Source data
•••••

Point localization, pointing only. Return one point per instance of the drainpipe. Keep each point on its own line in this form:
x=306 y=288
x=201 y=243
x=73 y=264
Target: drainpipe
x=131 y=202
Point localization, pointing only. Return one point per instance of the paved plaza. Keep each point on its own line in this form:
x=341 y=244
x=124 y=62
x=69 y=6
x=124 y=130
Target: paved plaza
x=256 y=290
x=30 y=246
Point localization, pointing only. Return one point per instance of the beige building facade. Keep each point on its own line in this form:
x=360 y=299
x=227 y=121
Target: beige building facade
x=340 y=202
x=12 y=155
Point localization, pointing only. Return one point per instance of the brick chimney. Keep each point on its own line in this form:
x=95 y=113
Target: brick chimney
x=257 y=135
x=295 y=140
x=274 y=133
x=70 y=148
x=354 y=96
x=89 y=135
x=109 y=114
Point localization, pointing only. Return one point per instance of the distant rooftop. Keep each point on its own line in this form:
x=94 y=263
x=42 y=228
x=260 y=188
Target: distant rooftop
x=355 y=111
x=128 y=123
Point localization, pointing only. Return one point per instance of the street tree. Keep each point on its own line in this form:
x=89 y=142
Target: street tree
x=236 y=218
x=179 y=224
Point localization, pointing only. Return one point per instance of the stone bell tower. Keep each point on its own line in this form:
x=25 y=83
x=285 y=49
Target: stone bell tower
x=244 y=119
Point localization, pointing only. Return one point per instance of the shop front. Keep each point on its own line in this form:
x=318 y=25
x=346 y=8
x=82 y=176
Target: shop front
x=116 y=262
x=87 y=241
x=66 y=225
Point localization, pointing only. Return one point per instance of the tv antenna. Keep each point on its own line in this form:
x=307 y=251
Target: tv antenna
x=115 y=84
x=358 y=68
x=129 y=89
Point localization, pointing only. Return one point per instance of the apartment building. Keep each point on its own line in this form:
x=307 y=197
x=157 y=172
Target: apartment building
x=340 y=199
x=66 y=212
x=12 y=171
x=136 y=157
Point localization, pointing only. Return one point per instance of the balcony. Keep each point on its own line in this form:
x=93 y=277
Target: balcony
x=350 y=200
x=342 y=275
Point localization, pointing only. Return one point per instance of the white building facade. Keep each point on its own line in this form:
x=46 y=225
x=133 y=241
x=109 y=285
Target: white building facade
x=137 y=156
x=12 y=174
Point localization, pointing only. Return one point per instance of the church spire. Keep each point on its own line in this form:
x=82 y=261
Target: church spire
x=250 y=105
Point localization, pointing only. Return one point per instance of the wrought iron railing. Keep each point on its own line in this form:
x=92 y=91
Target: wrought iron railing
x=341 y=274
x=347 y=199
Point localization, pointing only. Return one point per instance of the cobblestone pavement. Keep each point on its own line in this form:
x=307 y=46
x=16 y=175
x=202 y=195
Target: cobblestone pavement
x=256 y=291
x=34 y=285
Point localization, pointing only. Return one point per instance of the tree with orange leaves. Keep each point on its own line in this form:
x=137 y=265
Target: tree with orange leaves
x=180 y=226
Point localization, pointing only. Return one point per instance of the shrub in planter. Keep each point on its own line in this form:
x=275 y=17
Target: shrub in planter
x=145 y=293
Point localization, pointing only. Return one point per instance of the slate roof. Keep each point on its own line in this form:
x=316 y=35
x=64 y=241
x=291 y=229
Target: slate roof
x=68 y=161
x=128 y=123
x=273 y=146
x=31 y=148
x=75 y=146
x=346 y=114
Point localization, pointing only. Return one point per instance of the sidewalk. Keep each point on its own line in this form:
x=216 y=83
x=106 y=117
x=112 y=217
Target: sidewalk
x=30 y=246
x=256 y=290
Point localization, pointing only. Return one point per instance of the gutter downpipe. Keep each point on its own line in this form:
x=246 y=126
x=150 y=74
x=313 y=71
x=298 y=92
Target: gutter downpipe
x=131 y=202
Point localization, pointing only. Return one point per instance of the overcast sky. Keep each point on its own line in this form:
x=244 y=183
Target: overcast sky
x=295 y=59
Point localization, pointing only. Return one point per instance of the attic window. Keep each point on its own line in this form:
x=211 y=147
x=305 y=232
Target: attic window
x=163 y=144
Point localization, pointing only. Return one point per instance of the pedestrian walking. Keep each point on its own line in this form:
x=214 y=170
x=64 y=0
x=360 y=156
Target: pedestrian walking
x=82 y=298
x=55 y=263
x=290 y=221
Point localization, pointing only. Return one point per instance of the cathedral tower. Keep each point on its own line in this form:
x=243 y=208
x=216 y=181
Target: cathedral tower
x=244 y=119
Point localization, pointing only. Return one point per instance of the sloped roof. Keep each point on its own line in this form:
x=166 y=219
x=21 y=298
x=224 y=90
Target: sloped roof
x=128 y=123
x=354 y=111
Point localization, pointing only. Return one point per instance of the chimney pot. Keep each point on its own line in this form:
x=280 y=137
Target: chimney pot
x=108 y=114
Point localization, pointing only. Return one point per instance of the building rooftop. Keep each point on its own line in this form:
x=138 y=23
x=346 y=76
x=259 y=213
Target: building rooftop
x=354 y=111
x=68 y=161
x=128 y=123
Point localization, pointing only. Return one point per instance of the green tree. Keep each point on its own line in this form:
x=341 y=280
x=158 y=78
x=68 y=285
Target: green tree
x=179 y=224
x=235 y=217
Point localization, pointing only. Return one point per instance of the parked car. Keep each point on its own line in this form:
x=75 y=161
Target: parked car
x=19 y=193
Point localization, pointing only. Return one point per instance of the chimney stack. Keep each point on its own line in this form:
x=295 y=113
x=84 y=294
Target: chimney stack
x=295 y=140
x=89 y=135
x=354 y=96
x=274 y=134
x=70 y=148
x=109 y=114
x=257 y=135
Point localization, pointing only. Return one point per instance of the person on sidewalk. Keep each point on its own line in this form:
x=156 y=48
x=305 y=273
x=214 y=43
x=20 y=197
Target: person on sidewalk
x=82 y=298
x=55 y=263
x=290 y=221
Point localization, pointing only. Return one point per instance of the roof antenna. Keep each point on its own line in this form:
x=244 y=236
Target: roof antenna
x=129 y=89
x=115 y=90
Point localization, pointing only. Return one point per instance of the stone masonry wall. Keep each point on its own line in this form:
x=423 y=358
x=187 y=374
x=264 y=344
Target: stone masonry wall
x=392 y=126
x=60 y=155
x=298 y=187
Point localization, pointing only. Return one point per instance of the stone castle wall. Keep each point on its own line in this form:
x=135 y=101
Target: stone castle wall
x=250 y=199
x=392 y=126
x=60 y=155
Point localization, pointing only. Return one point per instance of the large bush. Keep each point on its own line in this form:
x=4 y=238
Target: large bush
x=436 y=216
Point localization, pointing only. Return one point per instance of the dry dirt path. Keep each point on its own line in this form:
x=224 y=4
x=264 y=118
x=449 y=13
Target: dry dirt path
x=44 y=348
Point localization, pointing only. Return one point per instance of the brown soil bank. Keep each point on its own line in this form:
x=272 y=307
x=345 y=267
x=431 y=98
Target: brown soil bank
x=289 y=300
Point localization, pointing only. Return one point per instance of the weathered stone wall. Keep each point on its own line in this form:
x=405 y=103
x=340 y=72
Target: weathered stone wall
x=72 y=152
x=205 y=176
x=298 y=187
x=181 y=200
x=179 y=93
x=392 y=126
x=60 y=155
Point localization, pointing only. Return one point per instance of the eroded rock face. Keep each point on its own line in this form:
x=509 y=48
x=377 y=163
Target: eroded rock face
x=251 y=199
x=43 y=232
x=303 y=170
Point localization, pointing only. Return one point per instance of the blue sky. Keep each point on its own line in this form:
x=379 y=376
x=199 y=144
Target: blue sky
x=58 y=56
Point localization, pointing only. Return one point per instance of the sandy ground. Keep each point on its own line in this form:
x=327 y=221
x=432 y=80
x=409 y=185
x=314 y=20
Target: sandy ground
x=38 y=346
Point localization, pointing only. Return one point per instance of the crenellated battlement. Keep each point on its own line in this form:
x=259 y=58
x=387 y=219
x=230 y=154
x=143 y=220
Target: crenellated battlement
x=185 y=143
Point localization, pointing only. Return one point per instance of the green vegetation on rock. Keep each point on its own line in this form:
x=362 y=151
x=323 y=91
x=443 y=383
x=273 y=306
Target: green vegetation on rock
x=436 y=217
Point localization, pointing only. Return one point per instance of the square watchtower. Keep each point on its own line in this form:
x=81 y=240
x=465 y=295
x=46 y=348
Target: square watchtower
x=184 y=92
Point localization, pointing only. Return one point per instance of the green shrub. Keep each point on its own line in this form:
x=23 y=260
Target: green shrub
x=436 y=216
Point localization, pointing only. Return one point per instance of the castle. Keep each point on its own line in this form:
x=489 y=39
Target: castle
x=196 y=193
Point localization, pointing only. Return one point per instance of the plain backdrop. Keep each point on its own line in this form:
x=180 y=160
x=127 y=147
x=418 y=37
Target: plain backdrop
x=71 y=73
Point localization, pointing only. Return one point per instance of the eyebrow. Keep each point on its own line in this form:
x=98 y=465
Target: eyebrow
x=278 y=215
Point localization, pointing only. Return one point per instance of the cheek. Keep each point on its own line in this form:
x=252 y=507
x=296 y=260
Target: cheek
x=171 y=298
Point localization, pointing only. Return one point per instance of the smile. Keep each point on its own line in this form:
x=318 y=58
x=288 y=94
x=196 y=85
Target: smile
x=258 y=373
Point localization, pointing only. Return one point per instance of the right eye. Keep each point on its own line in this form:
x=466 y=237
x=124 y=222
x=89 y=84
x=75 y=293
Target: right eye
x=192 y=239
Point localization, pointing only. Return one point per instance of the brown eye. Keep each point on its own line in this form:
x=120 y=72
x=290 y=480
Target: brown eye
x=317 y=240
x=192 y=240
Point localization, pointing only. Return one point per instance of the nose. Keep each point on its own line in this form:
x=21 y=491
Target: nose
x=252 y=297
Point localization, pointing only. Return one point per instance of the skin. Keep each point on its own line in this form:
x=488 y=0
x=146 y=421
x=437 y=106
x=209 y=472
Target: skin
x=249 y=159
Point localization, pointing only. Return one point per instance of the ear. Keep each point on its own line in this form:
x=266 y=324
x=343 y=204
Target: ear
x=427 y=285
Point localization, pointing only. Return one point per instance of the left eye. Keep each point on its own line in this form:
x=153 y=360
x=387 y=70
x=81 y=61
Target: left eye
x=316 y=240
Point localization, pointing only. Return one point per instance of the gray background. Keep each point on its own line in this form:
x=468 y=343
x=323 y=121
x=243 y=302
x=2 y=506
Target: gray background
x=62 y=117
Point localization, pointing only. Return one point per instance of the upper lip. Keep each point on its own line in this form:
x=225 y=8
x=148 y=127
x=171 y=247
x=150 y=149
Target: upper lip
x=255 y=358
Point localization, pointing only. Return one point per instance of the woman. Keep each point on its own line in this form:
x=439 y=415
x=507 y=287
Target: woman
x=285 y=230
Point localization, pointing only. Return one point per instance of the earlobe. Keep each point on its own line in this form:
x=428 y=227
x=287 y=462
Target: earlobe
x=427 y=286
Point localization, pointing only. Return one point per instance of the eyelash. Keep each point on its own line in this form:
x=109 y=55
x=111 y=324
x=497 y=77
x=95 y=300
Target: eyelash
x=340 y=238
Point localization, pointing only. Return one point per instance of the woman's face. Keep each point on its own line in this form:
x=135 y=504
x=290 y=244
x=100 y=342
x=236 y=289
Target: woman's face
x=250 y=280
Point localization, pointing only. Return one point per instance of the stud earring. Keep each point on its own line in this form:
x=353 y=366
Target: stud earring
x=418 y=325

•••••

Exercise
Return, exactly, the lines from the first line of the records above to the line containing "x=124 y=130", both included.

Output below
Point localization, pointing only. Return one point per instance of the drainpipe. Keep each point on its own line in this form:
x=306 y=288
x=201 y=243
x=73 y=264
Target: drainpipe
x=131 y=202
Point localization, pointing only. Return one point per instance of the paved plaza. Keep each point on its own line in this form:
x=341 y=244
x=124 y=62
x=69 y=6
x=124 y=130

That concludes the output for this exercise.